#### THE TASK
Reproduce the data below from the line containing "Field | Value" through the line containing "top-left (601, 269), bottom-right (669, 413)", both lines included, with the request lines left unchanged. Scale only the box coordinates in the answers by 1.25, round each to a whole number with halves rounded up, and leave out the pictures.

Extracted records

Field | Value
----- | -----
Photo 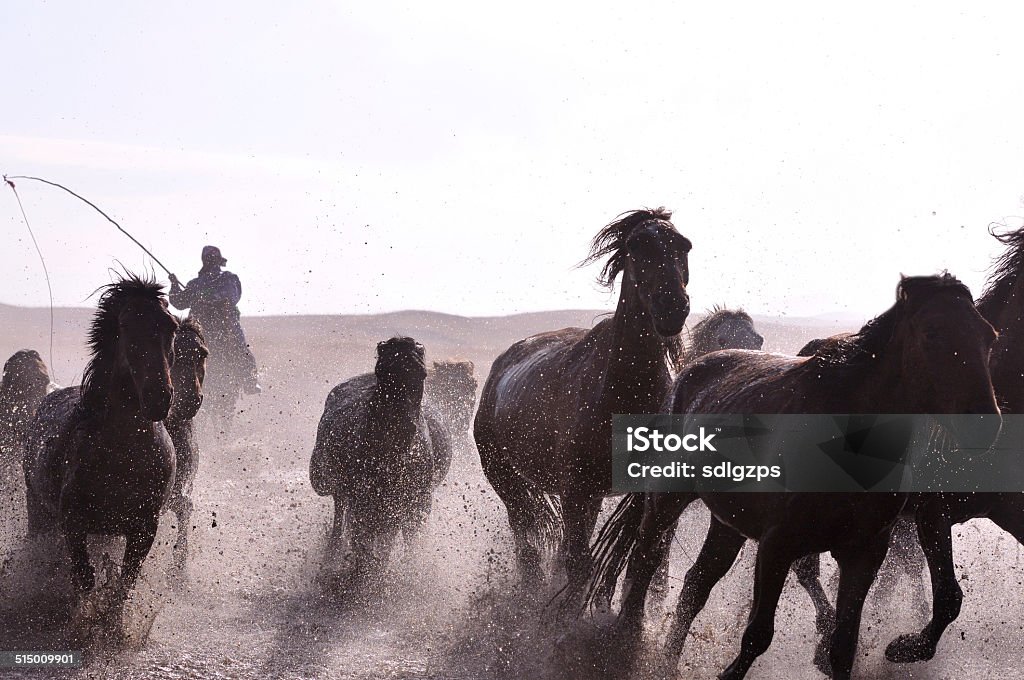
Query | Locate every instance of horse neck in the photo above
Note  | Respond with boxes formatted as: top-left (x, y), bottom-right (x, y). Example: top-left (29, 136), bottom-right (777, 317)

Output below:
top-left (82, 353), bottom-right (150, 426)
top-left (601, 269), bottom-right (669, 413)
--
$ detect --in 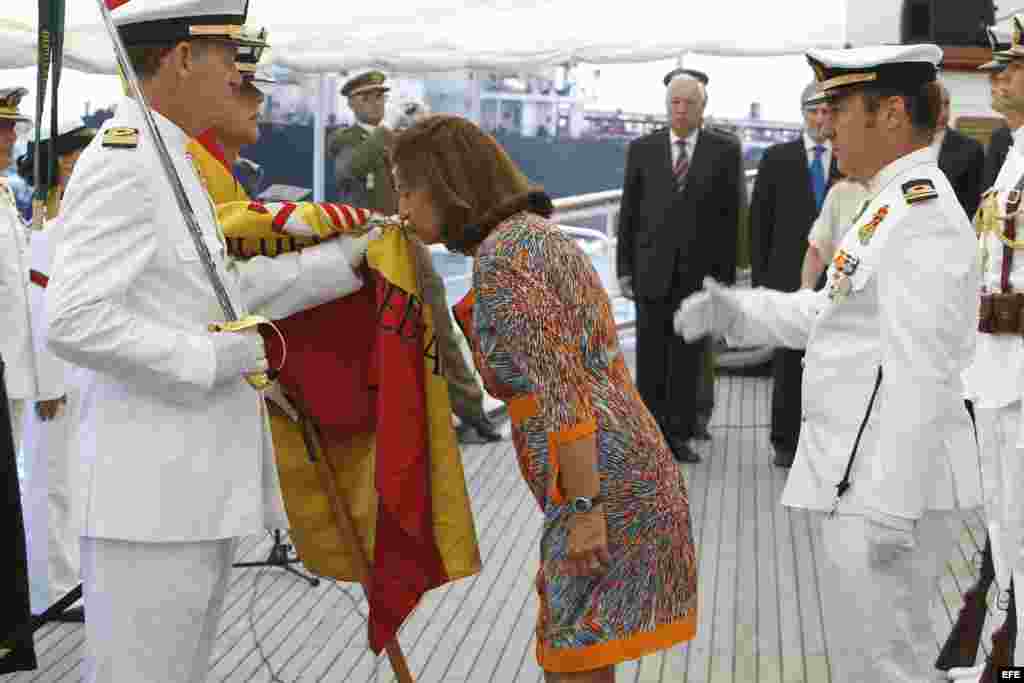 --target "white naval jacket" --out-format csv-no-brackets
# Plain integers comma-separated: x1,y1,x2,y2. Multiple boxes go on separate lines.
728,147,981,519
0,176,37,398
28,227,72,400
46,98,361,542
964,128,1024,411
...
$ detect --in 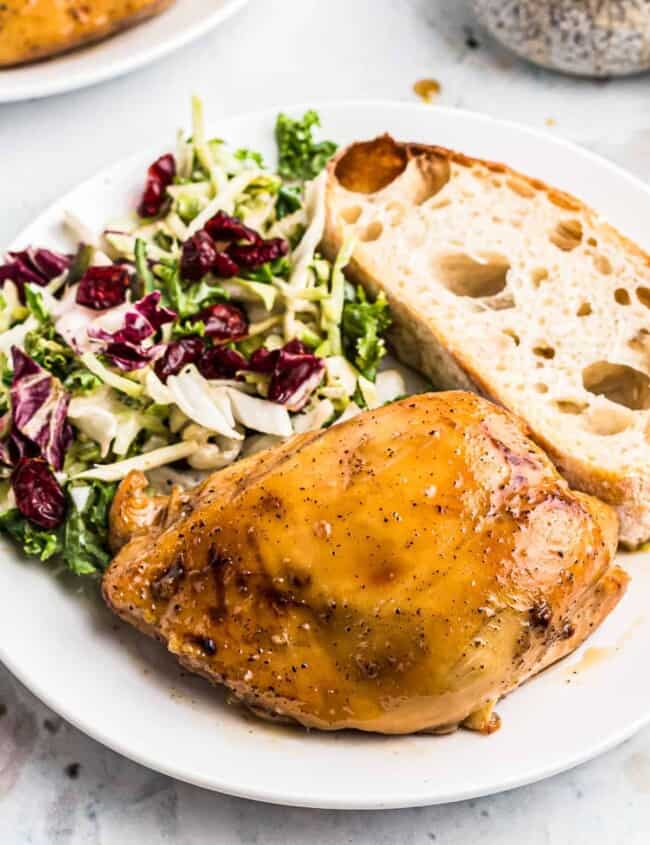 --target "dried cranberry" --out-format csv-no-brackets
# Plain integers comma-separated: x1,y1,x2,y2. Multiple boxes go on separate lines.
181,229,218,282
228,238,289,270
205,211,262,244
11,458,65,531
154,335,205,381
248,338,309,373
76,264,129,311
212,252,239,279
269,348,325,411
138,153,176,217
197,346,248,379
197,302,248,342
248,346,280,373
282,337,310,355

#### WORKED ANSWER
Field | Value
----- | -----
Photo 
Query | Locate every instance of horse neck in the photo above
Note  | Respond with boxes formatted as: top-left (x, y), bottom-right (x, y). Example: top-left (29, 136), bottom-right (777, 317)

Output below:
top-left (103, 441), bottom-right (188, 533)
top-left (751, 336), bottom-right (836, 516)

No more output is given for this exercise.